Stem Cell Diversity and Plasticity

Recent work has indicated considerable subclonal complexity of a diverse pool of stem cells in normal hematopoiesis as well as an important role in stem cell-driven disorders. While substantial efforts have shed light on genetic/mutational heterogeneity, understanding non-genetic mechanisms of underlying stem cell diversity, dynamics, and selection processes is a key scientific challenge with considerable translational implications. Prior work from our laboratory has shown that dysregulated transcription is a hallmark of premalignant stem cells and revealed an important role of transcriptional noise and plasticity in hematopoietic stem cells. New data indicates that transcription dynamics represents a novel mechanism that regulates stem cell subclonal diversity in normal and malignant hematopoiesis, and that the highly dynamic nature of transcription factor (TF) activity may represent a novel entry point for pharmacological interference. 

To this end, we have developed novel molecular probes that can be used for highly specific pharmacological TF binding site restriction and studied AML cells following exposure to PU.1-DNA binding inhibitors. Unexpectedly, we found that such compounds not only led to a reduction of many canonical PU.1 targets, but also (seemingly paradoxically) caused increases in alternative PU.1-driven transcripts. We discovered that this two-sided response was a result of robust cistromic repositioning of PU.1 chromatin binding rather than global inhibition. From kinetic CUT&Tag and ATAC sequencing studies, we identified that PU.1 redistribution involved rapid PU.1 loss followed by delayed PU.1 gain, causing subsequent opening of the chromatin. Through development of CLICK-on-CUT&Tag, we identified exclusive drug binding at displaced PU.1 binding sites, and identified unique, sequence-specific ETS motifs dictating PU.1 gain or loss. By employing these motifs in eGFP reporter assays and CRISPRd systems, we identified direct PU.1-mediated transcriptional control of known and novel functionally relevant genes. Finally, we found that primary human cells are sensitive to pharmacological PU.1 redistribution, and the rewiring of the PU.1 network in these cells drives myeloid differentiation. 

Overall, our work uncovers a novel biological phenomenon we refer to as “Pharmacological TF redistribution”. “TF Redistributors” are a novel investigative and pharmacological tool which allow for the study of complex and fast transcription factor dynamics without disrupting the structure or levels of the TF itself, and may have significant therapeutic potential.

WHAT TO DO
In the passage on stem cell diversity and plasticity, which technique did the laboratory develop to identify exclusive drug binding at displaced PU.1 binding sites?

Point-per-instance localization data
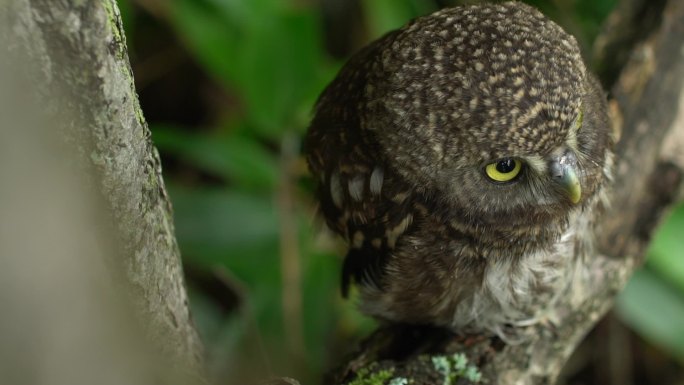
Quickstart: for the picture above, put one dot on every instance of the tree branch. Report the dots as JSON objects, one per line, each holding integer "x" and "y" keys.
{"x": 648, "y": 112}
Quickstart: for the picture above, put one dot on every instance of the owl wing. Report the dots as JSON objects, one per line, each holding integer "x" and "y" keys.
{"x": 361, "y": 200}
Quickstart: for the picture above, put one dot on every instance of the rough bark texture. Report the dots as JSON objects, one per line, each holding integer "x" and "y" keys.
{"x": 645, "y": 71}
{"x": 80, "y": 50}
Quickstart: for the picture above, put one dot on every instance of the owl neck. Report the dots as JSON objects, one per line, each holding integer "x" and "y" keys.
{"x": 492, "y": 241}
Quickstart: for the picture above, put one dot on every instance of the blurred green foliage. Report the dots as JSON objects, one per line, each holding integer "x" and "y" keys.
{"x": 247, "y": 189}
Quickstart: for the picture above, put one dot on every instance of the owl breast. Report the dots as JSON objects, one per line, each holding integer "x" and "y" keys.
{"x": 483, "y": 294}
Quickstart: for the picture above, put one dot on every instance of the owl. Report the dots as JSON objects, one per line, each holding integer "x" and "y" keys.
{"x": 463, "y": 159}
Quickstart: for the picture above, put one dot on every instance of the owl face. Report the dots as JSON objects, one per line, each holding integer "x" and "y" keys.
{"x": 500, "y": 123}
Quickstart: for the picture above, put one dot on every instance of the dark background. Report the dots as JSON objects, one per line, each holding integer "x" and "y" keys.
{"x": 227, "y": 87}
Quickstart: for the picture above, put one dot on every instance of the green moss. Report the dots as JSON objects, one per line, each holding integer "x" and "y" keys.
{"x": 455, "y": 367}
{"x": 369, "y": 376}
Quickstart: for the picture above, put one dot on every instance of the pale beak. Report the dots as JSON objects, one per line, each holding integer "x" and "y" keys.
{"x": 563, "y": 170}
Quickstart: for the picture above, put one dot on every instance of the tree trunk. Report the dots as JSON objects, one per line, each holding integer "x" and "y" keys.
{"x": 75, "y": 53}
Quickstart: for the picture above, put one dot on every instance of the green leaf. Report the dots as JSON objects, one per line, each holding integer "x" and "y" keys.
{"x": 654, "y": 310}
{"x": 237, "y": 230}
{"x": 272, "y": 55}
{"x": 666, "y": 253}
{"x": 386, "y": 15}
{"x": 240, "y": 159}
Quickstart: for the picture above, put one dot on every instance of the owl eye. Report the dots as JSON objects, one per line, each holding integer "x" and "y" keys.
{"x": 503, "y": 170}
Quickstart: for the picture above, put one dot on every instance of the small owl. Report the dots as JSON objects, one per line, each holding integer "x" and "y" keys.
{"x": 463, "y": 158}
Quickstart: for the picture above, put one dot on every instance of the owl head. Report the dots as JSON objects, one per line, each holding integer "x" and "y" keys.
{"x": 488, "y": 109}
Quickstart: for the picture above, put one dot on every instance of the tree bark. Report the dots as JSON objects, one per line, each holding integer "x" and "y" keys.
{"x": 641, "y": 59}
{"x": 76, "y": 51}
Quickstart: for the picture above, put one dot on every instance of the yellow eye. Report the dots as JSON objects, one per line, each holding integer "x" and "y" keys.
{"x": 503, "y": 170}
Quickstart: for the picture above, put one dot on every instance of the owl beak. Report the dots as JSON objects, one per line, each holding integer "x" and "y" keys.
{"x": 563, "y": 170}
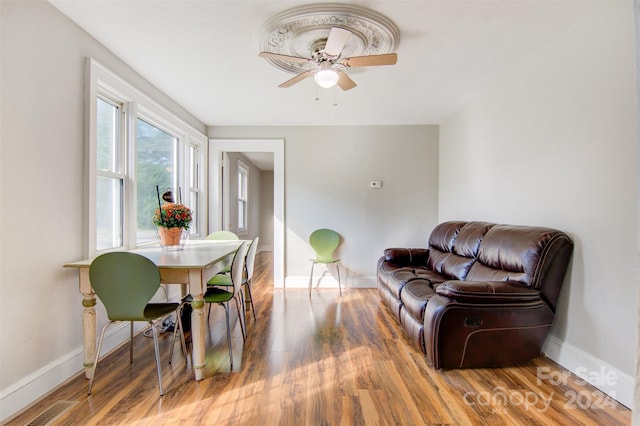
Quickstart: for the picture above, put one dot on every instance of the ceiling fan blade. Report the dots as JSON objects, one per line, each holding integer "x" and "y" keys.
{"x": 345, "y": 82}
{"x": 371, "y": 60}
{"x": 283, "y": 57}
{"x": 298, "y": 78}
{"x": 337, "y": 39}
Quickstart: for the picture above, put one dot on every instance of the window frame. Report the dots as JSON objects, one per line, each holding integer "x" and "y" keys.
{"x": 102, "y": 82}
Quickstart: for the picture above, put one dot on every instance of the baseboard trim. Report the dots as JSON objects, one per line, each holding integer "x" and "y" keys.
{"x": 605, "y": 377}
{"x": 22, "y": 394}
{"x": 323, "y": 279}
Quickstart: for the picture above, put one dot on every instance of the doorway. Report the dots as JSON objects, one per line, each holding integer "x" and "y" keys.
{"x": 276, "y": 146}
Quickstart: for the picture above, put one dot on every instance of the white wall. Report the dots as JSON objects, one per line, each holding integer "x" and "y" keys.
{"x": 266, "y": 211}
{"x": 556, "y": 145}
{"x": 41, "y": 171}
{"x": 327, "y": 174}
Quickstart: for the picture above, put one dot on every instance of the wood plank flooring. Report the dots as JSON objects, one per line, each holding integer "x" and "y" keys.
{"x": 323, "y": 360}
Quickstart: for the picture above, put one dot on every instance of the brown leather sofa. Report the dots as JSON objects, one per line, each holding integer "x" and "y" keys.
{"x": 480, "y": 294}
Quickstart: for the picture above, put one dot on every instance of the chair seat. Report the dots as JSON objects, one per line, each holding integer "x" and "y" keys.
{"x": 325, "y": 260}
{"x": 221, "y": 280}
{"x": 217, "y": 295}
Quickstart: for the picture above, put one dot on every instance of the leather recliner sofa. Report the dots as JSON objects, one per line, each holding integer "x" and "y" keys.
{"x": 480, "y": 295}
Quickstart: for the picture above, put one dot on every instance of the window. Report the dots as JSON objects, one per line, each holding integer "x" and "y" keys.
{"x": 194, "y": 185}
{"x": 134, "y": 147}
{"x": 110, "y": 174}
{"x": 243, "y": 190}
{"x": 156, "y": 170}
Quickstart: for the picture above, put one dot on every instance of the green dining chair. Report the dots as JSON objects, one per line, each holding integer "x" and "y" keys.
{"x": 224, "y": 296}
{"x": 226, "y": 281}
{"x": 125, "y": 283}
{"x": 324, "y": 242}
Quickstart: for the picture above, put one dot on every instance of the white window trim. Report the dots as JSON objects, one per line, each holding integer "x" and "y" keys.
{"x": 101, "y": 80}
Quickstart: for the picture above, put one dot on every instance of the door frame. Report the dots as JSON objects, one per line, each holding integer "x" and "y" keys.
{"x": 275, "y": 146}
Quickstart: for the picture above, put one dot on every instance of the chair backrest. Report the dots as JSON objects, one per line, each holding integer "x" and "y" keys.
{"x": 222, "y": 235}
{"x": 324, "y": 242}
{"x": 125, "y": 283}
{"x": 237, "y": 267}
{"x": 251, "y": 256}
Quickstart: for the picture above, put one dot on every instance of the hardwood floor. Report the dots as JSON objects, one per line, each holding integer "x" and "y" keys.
--
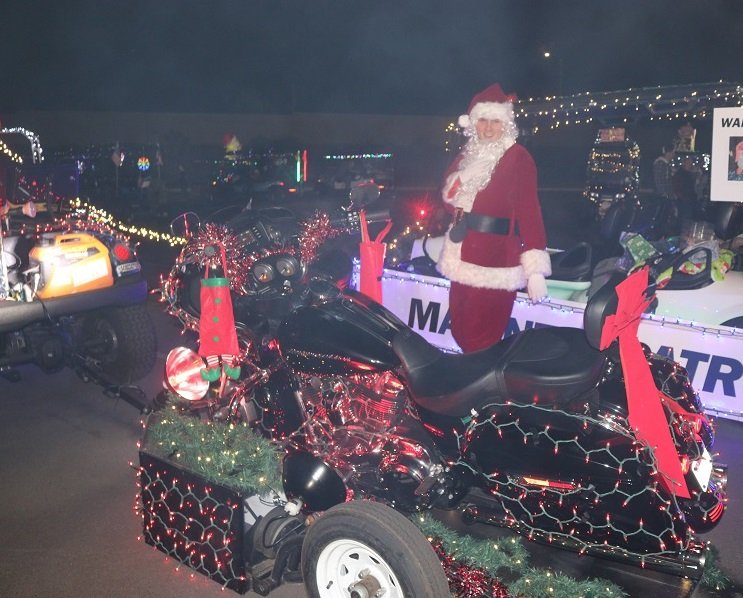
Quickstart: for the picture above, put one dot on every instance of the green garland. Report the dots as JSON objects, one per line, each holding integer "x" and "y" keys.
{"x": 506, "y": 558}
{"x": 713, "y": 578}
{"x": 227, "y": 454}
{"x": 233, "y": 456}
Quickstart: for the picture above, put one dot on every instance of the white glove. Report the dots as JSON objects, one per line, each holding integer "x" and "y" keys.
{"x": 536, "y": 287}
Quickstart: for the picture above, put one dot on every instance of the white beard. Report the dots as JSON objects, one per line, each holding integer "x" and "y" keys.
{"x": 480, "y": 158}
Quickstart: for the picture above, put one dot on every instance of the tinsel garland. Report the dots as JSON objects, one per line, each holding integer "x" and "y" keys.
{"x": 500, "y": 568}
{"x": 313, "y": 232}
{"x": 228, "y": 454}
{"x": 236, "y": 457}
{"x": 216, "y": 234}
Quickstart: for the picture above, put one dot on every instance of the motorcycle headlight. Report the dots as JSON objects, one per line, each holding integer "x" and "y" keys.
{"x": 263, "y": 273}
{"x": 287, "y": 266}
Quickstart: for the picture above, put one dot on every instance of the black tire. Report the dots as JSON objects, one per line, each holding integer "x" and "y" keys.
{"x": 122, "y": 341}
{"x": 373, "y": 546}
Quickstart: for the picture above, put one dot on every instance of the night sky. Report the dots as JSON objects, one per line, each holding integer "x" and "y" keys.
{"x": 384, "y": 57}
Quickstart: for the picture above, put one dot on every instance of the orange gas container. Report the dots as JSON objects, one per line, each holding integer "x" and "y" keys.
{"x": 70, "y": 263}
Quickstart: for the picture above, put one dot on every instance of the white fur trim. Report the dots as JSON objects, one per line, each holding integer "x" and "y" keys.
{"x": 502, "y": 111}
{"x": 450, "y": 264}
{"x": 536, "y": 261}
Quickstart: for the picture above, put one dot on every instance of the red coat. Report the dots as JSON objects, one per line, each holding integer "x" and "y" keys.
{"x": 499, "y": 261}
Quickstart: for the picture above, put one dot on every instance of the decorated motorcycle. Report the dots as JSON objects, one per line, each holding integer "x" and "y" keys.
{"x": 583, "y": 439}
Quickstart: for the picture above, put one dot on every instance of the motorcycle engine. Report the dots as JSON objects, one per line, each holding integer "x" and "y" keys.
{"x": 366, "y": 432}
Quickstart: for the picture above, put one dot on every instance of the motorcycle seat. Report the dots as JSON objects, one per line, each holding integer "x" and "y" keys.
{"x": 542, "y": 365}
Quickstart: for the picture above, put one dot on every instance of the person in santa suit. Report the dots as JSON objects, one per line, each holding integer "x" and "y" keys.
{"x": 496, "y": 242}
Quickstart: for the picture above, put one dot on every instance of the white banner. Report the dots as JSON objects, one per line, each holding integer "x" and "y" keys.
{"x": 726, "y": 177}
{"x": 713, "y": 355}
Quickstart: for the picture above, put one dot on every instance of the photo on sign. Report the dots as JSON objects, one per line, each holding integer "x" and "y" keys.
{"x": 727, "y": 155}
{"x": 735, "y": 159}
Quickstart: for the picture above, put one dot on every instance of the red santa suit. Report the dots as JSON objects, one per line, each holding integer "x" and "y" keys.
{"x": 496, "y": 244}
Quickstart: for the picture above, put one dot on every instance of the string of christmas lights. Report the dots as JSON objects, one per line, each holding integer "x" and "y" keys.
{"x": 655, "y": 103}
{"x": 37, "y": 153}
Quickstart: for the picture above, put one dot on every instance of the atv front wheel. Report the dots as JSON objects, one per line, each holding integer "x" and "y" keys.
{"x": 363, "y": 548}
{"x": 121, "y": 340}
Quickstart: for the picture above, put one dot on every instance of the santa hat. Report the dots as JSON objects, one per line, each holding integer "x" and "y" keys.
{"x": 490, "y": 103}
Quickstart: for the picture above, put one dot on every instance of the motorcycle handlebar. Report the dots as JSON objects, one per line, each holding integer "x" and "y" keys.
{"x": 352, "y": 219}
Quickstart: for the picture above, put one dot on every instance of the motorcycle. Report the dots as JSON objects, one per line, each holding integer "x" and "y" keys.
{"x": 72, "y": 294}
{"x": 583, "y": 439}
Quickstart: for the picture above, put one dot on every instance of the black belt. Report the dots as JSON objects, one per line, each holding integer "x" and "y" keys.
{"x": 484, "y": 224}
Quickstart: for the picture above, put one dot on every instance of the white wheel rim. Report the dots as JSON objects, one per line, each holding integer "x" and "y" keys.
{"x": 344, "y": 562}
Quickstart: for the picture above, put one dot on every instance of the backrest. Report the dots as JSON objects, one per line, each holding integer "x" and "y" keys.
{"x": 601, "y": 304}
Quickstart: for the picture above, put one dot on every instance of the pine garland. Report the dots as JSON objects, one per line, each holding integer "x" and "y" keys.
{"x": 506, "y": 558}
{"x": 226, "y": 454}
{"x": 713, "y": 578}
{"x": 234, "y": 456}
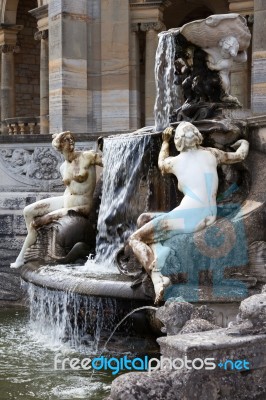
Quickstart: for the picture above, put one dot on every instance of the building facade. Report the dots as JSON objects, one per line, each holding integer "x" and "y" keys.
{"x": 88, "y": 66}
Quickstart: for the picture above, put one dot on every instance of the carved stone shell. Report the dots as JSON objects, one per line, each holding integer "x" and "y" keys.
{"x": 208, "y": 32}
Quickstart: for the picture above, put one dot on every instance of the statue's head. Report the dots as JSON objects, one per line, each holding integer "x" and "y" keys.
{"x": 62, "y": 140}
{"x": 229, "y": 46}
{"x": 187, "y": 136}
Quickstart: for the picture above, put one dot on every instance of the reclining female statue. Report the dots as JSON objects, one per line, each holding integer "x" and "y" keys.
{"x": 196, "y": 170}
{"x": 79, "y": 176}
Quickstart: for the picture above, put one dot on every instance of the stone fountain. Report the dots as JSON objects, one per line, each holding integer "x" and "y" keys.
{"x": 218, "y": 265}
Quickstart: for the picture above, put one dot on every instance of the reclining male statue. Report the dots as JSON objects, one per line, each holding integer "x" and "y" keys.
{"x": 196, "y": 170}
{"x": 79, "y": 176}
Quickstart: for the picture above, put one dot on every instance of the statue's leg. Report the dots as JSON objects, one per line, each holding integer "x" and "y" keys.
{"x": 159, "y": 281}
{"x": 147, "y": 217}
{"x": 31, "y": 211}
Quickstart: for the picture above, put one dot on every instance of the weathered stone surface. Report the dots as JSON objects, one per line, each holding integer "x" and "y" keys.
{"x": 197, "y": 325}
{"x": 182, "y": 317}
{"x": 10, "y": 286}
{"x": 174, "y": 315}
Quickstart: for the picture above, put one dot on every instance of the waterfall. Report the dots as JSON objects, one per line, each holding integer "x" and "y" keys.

RESULT OF THIS TASK
CLICK-on-CUT&Tag